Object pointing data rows
#####
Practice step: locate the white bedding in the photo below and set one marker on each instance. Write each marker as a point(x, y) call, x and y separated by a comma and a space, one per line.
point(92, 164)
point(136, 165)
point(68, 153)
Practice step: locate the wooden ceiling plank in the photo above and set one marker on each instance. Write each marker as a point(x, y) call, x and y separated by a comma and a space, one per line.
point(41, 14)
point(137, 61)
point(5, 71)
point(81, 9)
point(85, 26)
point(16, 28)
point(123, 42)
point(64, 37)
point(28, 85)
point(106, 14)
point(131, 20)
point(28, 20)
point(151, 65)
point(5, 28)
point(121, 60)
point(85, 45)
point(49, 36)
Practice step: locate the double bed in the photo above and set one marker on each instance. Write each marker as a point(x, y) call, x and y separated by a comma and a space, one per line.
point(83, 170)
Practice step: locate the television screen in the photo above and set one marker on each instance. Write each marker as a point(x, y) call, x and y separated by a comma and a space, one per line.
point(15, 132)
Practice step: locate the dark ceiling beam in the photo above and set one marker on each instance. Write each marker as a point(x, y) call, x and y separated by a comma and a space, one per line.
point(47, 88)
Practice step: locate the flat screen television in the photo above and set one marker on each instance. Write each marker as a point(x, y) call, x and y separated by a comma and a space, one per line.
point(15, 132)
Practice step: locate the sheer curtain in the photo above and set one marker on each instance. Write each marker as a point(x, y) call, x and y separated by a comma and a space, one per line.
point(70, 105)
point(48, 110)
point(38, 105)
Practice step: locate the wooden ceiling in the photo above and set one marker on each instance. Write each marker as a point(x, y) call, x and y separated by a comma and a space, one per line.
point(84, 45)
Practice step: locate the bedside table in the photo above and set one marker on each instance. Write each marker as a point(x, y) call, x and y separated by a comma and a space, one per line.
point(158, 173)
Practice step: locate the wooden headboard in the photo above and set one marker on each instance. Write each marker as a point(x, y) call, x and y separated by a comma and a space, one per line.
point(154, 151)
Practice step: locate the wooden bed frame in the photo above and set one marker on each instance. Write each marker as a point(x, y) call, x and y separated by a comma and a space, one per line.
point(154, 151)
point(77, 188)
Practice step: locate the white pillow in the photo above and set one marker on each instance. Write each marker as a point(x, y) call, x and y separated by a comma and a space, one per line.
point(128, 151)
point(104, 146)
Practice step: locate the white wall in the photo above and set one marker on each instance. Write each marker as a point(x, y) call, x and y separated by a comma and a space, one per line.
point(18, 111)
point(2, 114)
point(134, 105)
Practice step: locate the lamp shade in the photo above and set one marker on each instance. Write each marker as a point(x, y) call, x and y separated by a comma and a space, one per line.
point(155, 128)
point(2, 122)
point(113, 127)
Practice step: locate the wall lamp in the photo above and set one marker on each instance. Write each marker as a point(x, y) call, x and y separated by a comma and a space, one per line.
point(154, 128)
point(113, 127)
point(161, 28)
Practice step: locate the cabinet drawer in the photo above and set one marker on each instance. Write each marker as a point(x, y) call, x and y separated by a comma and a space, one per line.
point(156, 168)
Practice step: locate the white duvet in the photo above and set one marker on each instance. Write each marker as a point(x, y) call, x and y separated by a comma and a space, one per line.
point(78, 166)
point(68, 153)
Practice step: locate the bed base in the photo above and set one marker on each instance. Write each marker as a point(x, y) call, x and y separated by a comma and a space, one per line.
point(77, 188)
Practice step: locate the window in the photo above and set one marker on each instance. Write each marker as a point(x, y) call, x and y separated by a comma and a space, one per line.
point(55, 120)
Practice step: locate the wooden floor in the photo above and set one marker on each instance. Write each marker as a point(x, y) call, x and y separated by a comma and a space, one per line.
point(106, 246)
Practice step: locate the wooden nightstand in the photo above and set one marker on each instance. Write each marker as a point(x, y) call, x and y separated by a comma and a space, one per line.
#####
INSTRUCTIONS FOR THE TASK = Lay out the material from the line with "Practice step: locate the wooden ceiling plank" to the line with "point(47, 88)" as a two-column CSV headed text and answer, with one row per text-and-answer pair. Put each value in one quoted field, and turn line breaks into spaces.

RESULT OF THIS EXERCISE =
text,answer
"Practice step: locate the wooden ceiling plank in the photo above and set one marker on each instance. Write each marker as a point(x, y) call, x and y separated by a comma and a space, one per line.","point(41, 14) point(137, 61) point(5, 71) point(81, 9) point(85, 26) point(16, 28) point(123, 42) point(64, 37) point(28, 85) point(106, 14) point(131, 20) point(28, 20) point(151, 65) point(5, 28) point(121, 60) point(85, 45) point(49, 36)"
"Practice step: locate the double bed in the photo above and set one marker on each instance. Write each marker as a point(x, y) call, x and y separated by a comma and a space, one per line.","point(83, 170)"
"Practice step: locate the television screen in the photo above and set one marker on each instance. Write each marker as a point(x, y) call, x and y separated by a comma and a space, one per line.","point(15, 132)"
"Practice step: locate the dark ceiling beam in the photo above and set one marker on each instance. Write each marker as a point(x, y) call, x and y separated by a comma and a space, one per line.","point(47, 88)"